Trotz zusammengesetzten Nomen und Unmengen an Adjektiven fehlen mir auf Deutsch manchmal die Worte für diese bestimmte Sache, genau jenes Etwas oder das bestimmte Ding. Doch immer mal schaffen sie es in Schweden mein Gefühl auf den Punkt zu bringen. Im Hindi gibt es ein Wort, für das ich auf Deutsch drei Sätze bräuchte, in Indonesien und Japan werden die Dinge beim Namen genannt und Dänemark bringt mit einem Wort eine neue Kultur in die Welt. Auch wenn sie im Deutschen fehlen und für Wortfindungsschwierigkeiten sorgen, gibt es sie vielleicht in einer der 6.000 anderen Sprachen auf der Welt – die Worte, die in einem alles sagen.
Ikigai – 生き甲斐
Die dritte Club-Mate des Tages ist angebrochen und trotzdem fallen mir die Augen zu, während ich Seite 32 des Seminartextes zum vierten Mal beginne. Ich gebe mir Mühe, dieses Mal nicht nur mit den Augen, sondern so zu lesen, dass auch tatsächlich etwas im Kopf ankommt. Aber es ist nicht nur der letzte Abend, der meinen Kopf auf die Schreibtischkante sinken lässt. Warum lese ich das eigentlich, wenn mir nicht mal meine Mate die Augen öffnen kann? Warum stehe ich dafür um 8:00 Uhr auf? Hat das alles denn überhaupt einen Belang?
Der Blick auf das große Ganze und das Gefühl für die Nützlichkeit dessen, was ich da mache, geht mir gern mal verloren in sich ausdehnenden Semesterwochen. Dann muss ich mich auf die Suche machen, nach meiner verlorenen Motivation. Wo ist hier der Zweck? Und warum mache ich das nochmal freiwillig? Wo ist die Freude hin, die mich immer zu Beginn eines jeden Seminars packt? Und wenn ich sie gerade nicht finde, wie führt dann das was ich mache zu etwas, was mir zukünftig Freude bereiten wird? Im Japanischen gibt es ein Wort für diese Suche und das, was wir in diesen Momenten und eigentlich unser ganzes Leben lang zu finden versuchen – das, was das Leben lebenswert macht – „Ikigai“.

### Extrahierte Informationen
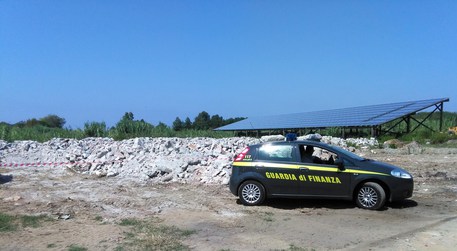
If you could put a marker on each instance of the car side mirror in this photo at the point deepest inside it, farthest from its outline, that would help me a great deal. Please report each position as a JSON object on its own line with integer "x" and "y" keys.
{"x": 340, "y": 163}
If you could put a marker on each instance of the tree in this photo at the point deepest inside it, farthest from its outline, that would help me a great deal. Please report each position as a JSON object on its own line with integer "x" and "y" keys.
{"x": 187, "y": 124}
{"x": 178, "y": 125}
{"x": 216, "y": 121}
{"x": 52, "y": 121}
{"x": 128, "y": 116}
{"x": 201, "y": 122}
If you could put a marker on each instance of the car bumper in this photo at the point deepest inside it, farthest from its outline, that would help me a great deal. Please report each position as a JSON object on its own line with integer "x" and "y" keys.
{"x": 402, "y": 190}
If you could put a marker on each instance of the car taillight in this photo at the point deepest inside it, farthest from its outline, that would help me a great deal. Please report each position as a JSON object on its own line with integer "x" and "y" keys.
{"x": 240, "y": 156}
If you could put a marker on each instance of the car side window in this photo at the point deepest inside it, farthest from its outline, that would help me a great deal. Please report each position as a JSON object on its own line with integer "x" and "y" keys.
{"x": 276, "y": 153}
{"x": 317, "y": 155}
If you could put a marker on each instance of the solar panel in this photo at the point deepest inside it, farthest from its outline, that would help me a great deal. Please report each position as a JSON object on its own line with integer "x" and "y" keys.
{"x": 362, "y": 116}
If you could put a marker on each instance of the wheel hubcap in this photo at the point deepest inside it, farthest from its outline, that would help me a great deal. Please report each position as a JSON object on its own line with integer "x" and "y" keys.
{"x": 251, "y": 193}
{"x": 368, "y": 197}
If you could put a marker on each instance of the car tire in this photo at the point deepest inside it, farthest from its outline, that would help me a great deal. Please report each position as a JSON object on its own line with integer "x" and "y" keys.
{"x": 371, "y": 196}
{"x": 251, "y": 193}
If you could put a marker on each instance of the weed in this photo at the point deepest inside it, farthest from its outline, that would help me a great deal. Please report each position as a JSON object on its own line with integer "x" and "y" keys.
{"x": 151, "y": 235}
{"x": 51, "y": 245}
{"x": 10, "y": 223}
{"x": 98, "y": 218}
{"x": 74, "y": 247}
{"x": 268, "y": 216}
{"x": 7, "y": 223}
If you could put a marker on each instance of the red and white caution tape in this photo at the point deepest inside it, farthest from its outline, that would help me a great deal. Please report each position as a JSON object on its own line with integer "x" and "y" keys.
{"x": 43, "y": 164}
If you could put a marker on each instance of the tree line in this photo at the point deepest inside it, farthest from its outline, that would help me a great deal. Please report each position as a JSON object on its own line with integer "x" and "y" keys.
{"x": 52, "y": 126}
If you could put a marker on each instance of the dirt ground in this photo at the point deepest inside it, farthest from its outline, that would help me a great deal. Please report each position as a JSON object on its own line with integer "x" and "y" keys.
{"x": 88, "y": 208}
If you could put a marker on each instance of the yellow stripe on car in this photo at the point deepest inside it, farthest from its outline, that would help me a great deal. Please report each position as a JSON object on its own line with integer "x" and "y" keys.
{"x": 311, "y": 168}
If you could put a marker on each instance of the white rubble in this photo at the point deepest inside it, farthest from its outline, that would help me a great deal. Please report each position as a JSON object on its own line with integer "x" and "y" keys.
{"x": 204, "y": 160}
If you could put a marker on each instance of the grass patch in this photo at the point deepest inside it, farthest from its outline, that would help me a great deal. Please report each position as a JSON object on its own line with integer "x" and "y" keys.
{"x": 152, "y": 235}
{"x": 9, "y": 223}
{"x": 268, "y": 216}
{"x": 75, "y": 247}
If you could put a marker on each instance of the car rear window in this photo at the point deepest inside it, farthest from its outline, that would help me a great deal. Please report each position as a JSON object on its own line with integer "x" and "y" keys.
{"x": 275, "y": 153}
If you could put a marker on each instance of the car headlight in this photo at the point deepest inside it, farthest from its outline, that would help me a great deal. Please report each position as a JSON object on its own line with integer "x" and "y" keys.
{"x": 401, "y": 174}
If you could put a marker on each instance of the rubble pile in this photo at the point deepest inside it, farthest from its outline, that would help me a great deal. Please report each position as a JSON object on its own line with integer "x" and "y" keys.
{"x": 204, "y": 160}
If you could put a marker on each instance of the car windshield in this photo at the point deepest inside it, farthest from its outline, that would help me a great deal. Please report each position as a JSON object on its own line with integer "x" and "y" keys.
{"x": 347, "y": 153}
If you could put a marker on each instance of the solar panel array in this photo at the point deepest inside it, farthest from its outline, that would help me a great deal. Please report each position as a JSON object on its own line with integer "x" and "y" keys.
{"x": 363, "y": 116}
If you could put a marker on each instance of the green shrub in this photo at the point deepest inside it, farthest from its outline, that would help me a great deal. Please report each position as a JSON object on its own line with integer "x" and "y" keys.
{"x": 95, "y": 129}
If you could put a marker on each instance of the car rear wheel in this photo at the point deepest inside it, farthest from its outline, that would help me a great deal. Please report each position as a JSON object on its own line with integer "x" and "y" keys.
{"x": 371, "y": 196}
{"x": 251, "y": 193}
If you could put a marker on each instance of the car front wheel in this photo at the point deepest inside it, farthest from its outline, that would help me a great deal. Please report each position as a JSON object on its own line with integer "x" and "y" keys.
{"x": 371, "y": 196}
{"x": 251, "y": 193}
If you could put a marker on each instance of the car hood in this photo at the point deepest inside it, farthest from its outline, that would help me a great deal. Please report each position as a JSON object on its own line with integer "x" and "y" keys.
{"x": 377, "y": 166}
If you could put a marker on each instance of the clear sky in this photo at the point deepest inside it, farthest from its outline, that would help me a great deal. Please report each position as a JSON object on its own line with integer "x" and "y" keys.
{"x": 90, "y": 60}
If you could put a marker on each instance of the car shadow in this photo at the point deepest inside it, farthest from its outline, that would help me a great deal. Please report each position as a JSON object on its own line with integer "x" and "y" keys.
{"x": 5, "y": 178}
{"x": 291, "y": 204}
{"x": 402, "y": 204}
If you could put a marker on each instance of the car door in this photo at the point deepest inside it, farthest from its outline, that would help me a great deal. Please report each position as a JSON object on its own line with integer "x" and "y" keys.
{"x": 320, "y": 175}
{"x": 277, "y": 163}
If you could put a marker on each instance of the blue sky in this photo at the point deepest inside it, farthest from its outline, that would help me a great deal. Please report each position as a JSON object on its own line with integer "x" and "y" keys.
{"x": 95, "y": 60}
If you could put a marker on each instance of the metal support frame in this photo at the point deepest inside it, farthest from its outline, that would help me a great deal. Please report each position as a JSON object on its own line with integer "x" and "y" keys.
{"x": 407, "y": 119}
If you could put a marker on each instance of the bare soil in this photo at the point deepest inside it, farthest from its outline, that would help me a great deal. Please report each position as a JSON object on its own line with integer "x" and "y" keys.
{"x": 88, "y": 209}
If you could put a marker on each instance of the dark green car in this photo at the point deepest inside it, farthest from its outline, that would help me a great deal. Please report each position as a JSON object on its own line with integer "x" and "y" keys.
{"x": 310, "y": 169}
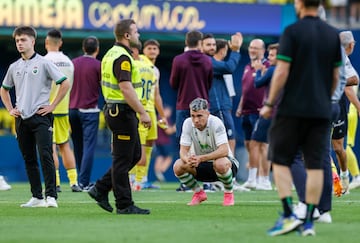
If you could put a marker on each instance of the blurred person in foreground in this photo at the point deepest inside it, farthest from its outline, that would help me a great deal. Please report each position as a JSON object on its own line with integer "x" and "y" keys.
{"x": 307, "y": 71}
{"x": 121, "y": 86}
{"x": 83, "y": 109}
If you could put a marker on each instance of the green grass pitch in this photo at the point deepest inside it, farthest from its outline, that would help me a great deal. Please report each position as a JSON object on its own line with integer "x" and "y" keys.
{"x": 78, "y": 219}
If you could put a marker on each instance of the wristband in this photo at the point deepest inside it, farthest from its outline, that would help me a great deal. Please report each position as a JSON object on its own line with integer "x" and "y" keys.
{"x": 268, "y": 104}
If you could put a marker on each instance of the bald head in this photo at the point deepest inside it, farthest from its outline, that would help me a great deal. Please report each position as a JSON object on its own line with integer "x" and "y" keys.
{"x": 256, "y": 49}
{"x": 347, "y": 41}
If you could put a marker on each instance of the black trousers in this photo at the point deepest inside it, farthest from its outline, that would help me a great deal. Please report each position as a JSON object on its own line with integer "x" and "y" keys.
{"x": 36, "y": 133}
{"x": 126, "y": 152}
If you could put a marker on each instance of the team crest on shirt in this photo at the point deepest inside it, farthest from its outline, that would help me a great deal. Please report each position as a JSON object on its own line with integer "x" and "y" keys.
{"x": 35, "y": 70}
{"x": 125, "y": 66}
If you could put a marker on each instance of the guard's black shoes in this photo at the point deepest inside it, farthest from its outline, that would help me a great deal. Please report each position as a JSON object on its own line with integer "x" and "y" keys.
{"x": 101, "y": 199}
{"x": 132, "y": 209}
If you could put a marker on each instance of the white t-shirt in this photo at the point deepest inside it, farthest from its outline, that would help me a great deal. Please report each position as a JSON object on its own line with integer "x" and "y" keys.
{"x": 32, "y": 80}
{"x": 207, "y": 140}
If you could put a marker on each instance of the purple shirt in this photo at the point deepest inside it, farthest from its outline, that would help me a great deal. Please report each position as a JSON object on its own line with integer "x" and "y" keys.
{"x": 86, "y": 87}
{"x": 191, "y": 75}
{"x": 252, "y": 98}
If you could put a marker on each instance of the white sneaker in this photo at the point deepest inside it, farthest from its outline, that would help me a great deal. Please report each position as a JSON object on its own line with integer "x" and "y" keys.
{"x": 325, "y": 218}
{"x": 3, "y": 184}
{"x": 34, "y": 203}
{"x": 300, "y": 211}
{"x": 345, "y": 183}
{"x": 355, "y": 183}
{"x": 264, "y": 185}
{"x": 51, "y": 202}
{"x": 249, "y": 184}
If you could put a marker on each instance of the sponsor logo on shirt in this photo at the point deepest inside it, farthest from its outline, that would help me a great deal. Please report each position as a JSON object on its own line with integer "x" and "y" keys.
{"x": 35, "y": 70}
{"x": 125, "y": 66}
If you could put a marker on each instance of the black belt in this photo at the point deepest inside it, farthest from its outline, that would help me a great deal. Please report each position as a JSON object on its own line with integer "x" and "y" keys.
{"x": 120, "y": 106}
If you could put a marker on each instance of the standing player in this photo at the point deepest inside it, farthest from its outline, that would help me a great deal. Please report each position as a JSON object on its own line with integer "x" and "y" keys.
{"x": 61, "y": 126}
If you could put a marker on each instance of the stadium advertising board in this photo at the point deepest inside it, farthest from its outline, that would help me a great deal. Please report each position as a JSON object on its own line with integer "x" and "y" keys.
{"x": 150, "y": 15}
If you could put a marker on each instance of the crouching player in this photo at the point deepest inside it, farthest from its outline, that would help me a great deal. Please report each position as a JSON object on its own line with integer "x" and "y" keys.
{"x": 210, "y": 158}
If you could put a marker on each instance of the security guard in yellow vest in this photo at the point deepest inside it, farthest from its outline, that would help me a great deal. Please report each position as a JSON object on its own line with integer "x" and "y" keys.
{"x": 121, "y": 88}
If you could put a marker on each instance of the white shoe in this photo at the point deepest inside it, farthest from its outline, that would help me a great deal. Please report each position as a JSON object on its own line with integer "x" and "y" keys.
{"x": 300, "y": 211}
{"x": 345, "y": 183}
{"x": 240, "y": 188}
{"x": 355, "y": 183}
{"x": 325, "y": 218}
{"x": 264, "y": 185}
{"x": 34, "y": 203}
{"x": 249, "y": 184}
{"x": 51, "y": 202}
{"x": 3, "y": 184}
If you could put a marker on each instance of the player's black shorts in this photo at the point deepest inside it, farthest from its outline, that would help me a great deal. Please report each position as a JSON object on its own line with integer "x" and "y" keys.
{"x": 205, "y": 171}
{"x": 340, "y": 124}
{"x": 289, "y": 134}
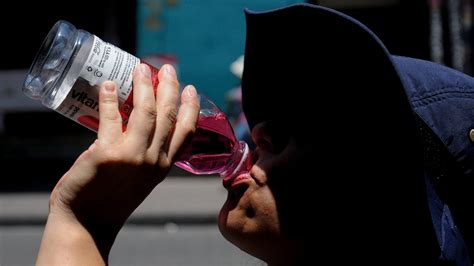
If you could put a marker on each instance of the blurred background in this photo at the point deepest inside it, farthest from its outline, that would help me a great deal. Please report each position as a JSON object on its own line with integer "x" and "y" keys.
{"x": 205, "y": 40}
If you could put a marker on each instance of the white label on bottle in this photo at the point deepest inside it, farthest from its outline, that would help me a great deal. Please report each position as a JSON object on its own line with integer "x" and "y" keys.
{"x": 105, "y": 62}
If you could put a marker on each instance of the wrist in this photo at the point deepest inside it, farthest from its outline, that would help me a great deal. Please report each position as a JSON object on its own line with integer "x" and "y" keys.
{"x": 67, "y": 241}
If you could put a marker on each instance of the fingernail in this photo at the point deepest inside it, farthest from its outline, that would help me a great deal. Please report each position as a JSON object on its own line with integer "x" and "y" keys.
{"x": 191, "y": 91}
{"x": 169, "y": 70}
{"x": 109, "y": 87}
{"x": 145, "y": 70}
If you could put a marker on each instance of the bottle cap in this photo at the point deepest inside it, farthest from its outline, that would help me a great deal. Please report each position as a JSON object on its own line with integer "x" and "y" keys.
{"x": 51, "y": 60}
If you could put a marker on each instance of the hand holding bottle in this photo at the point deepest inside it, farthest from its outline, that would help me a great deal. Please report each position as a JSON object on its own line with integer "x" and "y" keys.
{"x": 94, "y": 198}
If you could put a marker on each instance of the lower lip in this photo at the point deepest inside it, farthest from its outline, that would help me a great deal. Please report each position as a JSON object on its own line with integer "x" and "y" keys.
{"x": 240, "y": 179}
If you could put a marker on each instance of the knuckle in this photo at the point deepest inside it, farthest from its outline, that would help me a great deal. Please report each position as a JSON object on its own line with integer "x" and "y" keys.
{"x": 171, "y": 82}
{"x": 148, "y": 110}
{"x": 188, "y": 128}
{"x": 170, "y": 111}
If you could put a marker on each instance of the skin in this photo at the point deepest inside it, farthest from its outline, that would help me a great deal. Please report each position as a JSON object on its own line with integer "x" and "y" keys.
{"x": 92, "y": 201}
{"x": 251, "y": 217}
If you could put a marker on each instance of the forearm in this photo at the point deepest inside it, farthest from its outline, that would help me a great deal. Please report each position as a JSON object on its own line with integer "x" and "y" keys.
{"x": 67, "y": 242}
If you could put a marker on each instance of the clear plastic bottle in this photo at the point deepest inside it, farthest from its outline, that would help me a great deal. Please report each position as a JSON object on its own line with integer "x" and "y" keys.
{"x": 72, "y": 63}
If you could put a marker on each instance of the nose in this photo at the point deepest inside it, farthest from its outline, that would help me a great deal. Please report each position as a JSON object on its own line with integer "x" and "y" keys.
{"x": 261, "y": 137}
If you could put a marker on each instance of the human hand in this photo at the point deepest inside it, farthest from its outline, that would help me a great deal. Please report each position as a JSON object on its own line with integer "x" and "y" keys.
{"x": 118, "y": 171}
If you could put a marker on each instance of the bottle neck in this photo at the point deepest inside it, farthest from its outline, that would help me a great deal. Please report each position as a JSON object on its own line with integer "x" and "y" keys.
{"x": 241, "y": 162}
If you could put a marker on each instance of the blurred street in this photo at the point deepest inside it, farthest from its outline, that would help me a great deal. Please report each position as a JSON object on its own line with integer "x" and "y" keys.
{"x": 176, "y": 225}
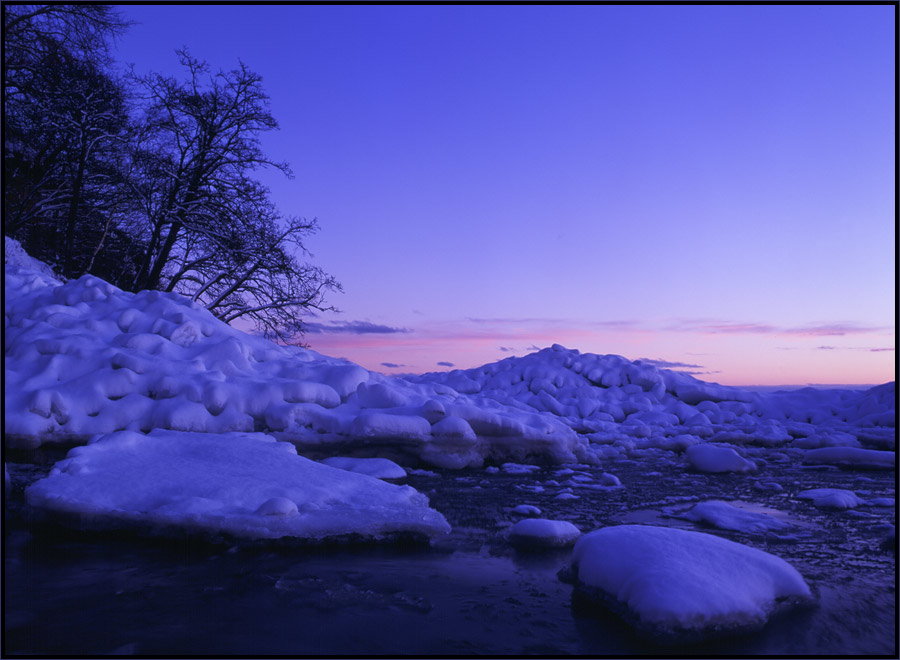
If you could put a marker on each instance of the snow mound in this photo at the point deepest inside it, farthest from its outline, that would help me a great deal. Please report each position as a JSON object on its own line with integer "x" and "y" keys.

### Aufgaben
(a) Mit welchem japanischen Wort bezeichnet der Textauszug über Wörter aus anderen Sprachen das, was das Leben lebenswert macht?
(b) Setze den Textauszug über Wörter aus anderen Sprachen nach seinem letzten Satz fort.
Die Einträge spielen hierfür keine Rolle.

### Lösungen
(a) „Ikigai“

(b)
Das Wort „Ikigai“ besteht aus zwei Teilen – „iki“ (leben, lebendig) und „gai“ (Sinn, Wert, Effekt). „Gai“ stammt vom Begriff „kai“, welcher Muschelschale bedeutete. Während der Heian-Zeit (794-1185) waren Muscheln überaus wertvoll, weshalb der Begriff bis heute mit etwas Wertvollem assoziiert wird. Als Ganzes lässt sich „Ikigai“ frei übersetzen mit „dem Sinn des Lebens“, „dem Grund, warum wir morgens aufstehen und immer weiter machen“ oder „der Sache, die das Leben lebenswert macht“.
Hinter dem Begriff steht jedoch ein ganzer Gedankenkreis. Das Konzept baut auf der Suche auf, die mit kleinen Schritten beginnt und auf das Ziel ausgelegt ist, sich selbst zu akzeptieren und zu lieben. Die gleichen Gefühle soll man versuchen auch anderen entgegen zu bringen, so dass ein wechselseitiges Prinzip entsteht, welches eine Vertrauensbasis schafft. Für „Ikigai“ ist jedoch das Gefühl von Harmonie und Absicherung, dass einem die Möglichkeit bietet die kleinen Dinge schätzen zu lernen, entscheidend. Schlussendlich kommt es auf die Fähigkeit an im hier und jetzt zu leben und darin Zufriedenheit zu finden.
Laut dem japanischen Verständnis besitzt jeder Mensch ein „Ikigai“ und es ist liegt in unserer Hand, dieses immer weiter zu suchen und für uns zu definieren. Der Begriff tauchte bereits im 14. Jahrhundert im historischen japanischen Epos Teiheiki auf, aber hauptsächlich im Zusammenhang mit kriegerischen Auseinandersetzungen und wurde dabei größtenteils auf Kaiser und Nation bezogen. Bis zum Ende des Zweiten Weltkriegs war er hauptsächlich gleichbedeutend mit dem Begriff „Shinigai“ (死にがい), der das bezeichnet, „wofür es sich zu sterben lohnt“.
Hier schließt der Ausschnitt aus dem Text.